'''
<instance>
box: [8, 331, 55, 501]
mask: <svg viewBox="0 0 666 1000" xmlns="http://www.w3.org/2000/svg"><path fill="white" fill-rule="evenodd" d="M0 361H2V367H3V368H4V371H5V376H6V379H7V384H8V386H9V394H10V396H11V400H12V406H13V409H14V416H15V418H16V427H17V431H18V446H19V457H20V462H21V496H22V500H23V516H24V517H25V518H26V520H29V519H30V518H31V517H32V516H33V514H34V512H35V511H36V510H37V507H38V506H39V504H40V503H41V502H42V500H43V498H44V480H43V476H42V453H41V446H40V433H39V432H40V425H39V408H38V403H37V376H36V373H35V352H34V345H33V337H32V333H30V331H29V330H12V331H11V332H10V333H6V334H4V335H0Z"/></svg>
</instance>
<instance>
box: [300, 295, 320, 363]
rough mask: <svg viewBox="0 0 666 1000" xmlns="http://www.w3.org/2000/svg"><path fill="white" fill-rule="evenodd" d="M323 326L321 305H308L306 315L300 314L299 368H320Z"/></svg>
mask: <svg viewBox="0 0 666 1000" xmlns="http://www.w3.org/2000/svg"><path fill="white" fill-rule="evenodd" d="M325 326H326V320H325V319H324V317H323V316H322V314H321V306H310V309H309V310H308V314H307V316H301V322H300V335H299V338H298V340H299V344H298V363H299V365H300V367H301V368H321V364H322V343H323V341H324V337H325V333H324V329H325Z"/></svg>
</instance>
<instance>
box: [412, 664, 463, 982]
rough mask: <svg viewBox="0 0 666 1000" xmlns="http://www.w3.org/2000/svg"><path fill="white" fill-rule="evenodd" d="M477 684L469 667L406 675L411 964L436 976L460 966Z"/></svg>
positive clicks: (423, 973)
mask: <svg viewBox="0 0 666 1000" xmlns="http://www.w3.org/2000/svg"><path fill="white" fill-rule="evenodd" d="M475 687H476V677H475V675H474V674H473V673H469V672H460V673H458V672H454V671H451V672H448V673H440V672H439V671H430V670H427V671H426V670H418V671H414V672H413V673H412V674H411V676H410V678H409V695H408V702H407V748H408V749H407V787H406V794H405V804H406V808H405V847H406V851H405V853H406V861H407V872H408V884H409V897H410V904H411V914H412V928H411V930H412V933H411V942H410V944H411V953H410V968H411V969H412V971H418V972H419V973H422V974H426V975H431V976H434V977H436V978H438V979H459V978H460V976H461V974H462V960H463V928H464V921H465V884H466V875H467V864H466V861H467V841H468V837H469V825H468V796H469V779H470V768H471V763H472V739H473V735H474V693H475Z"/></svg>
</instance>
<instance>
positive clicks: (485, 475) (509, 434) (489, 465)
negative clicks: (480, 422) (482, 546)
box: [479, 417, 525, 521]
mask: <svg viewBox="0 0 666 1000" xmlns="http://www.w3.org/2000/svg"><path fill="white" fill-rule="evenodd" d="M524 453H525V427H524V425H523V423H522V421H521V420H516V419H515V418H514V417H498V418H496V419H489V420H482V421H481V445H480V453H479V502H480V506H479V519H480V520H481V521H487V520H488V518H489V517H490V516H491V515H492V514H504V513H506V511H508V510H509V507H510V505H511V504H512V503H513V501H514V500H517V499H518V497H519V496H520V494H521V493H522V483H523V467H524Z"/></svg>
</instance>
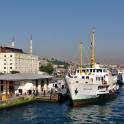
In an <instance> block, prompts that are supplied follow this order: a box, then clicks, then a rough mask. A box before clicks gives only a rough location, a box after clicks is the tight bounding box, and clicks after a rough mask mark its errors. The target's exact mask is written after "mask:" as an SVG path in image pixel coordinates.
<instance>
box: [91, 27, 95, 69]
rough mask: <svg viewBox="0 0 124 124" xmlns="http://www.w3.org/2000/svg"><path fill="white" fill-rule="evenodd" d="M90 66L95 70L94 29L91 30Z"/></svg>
mask: <svg viewBox="0 0 124 124" xmlns="http://www.w3.org/2000/svg"><path fill="white" fill-rule="evenodd" d="M91 52H92V54H91V64H92V68H95V50H94V28H93V30H92V42H91Z"/></svg>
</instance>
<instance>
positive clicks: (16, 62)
mask: <svg viewBox="0 0 124 124" xmlns="http://www.w3.org/2000/svg"><path fill="white" fill-rule="evenodd" d="M0 65H1V66H0V73H4V74H6V73H11V71H18V72H20V73H38V71H39V60H38V56H36V55H32V36H31V38H30V47H29V53H28V54H27V53H24V52H23V50H22V49H16V48H14V37H13V39H12V42H11V45H10V47H4V46H0Z"/></svg>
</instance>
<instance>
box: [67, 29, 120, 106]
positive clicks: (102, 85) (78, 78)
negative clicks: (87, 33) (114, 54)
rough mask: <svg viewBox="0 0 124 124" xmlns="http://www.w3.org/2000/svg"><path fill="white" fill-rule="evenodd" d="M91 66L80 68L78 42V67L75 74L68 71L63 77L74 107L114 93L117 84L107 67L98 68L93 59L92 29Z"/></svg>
mask: <svg viewBox="0 0 124 124" xmlns="http://www.w3.org/2000/svg"><path fill="white" fill-rule="evenodd" d="M91 45H92V47H91V48H92V57H91V68H82V42H81V43H80V67H79V68H78V69H77V70H76V73H75V74H70V73H68V74H67V75H66V77H65V81H66V83H67V86H68V89H69V96H70V98H71V100H72V102H73V105H74V107H77V106H81V105H86V104H90V103H93V102H96V101H97V100H99V98H102V100H104V98H105V97H104V96H109V95H113V94H115V93H116V92H117V91H118V89H119V85H118V84H117V76H112V74H111V72H110V71H109V70H108V69H107V68H100V67H99V65H98V64H96V63H95V59H94V29H93V31H92V43H91Z"/></svg>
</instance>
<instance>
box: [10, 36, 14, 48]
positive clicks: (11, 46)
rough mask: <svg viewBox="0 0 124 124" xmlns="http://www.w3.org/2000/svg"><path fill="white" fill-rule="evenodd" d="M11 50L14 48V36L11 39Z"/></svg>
mask: <svg viewBox="0 0 124 124" xmlns="http://www.w3.org/2000/svg"><path fill="white" fill-rule="evenodd" d="M10 47H11V48H14V36H13V38H12V42H11V45H10Z"/></svg>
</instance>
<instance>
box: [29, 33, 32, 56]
mask: <svg viewBox="0 0 124 124" xmlns="http://www.w3.org/2000/svg"><path fill="white" fill-rule="evenodd" d="M29 54H30V55H32V35H31V37H30V46H29Z"/></svg>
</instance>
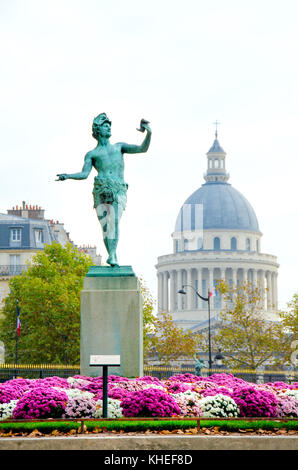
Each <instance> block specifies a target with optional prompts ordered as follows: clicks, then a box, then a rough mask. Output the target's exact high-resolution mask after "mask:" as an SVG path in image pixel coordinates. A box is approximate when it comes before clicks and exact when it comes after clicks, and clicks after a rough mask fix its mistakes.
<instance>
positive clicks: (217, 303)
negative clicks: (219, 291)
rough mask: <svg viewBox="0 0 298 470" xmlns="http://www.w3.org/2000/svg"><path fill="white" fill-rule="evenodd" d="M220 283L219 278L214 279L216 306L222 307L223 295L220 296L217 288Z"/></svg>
mask: <svg viewBox="0 0 298 470" xmlns="http://www.w3.org/2000/svg"><path fill="white" fill-rule="evenodd" d="M218 283H219V280H218V279H214V281H213V285H214V287H215V297H214V308H221V297H220V294H219V292H218V290H217V289H216V287H217V286H218Z"/></svg>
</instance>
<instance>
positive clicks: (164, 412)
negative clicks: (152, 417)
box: [121, 388, 180, 417]
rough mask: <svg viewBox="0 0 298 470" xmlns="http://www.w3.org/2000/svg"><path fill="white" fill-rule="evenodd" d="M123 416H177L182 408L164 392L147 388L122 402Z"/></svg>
mask: <svg viewBox="0 0 298 470" xmlns="http://www.w3.org/2000/svg"><path fill="white" fill-rule="evenodd" d="M121 407H122V408H123V416H127V417H129V416H144V417H148V416H177V415H179V414H180V408H179V406H178V405H177V403H176V402H175V400H174V399H173V397H172V396H171V395H169V394H167V393H166V392H164V391H163V390H159V389H156V388H147V389H145V390H140V391H137V392H131V394H130V397H127V398H124V399H123V400H122V402H121Z"/></svg>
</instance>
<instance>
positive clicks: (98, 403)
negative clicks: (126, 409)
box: [94, 398, 123, 418]
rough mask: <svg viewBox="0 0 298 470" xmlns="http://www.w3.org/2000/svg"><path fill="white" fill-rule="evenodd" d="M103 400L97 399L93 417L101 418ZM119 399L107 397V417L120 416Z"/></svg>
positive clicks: (120, 416) (95, 417)
mask: <svg viewBox="0 0 298 470" xmlns="http://www.w3.org/2000/svg"><path fill="white" fill-rule="evenodd" d="M102 414H103V401H102V400H97V402H96V411H95V414H94V418H102ZM122 416H123V414H122V408H121V401H120V400H114V399H113V398H108V418H122Z"/></svg>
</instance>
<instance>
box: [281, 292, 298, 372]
mask: <svg viewBox="0 0 298 470" xmlns="http://www.w3.org/2000/svg"><path fill="white" fill-rule="evenodd" d="M287 307H288V310H286V311H282V312H280V318H281V323H282V327H283V330H284V332H285V334H284V335H283V337H282V338H281V345H282V347H283V361H284V363H285V364H286V365H292V366H296V361H297V350H298V293H297V294H294V295H293V298H292V300H291V301H290V302H289V303H288V304H287Z"/></svg>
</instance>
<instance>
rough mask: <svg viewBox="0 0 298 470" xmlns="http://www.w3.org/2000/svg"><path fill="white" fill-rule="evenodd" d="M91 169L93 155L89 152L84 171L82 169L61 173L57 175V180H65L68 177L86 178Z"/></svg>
mask: <svg viewBox="0 0 298 470" xmlns="http://www.w3.org/2000/svg"><path fill="white" fill-rule="evenodd" d="M91 170H92V157H91V155H90V154H89V153H87V155H86V156H85V160H84V165H83V168H82V171H80V172H79V173H72V174H68V173H59V174H58V175H57V176H58V179H57V180H56V181H64V180H68V179H72V180H85V179H86V178H88V176H89V174H90V172H91Z"/></svg>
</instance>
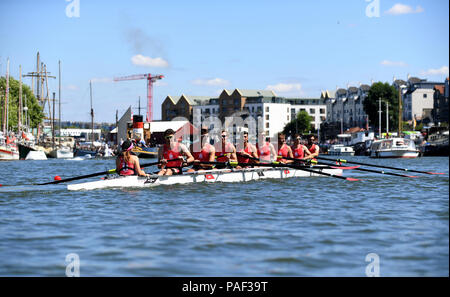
'''
* [EXERCISE PROMPT]: Please report each line of the material above that contains the string "before", copying every such line in full.

* [FINISHED EXERCISE]:
In an <instance> block, prompts that are supplied follow this order: a box, then clicks, then a rough mask. A box before clicks gives only a rough location, a box after clicks is the tight bounding box, and clicks after a rough mask mark its errors. The target's exact mask is written after "mask:" as an SVG path in image pixel coordinates.
Each <instance> block specifies a target with optional prompts ordered as follows: clicks, then a box, then a rough mask. Output the target's exact high-resolution mask after "mask:" as an SVG path in image pixel coordinates. A box is approximate when it comes before clicks and exact when it comes after clicks, and clicks after a rough mask fix its mistakes.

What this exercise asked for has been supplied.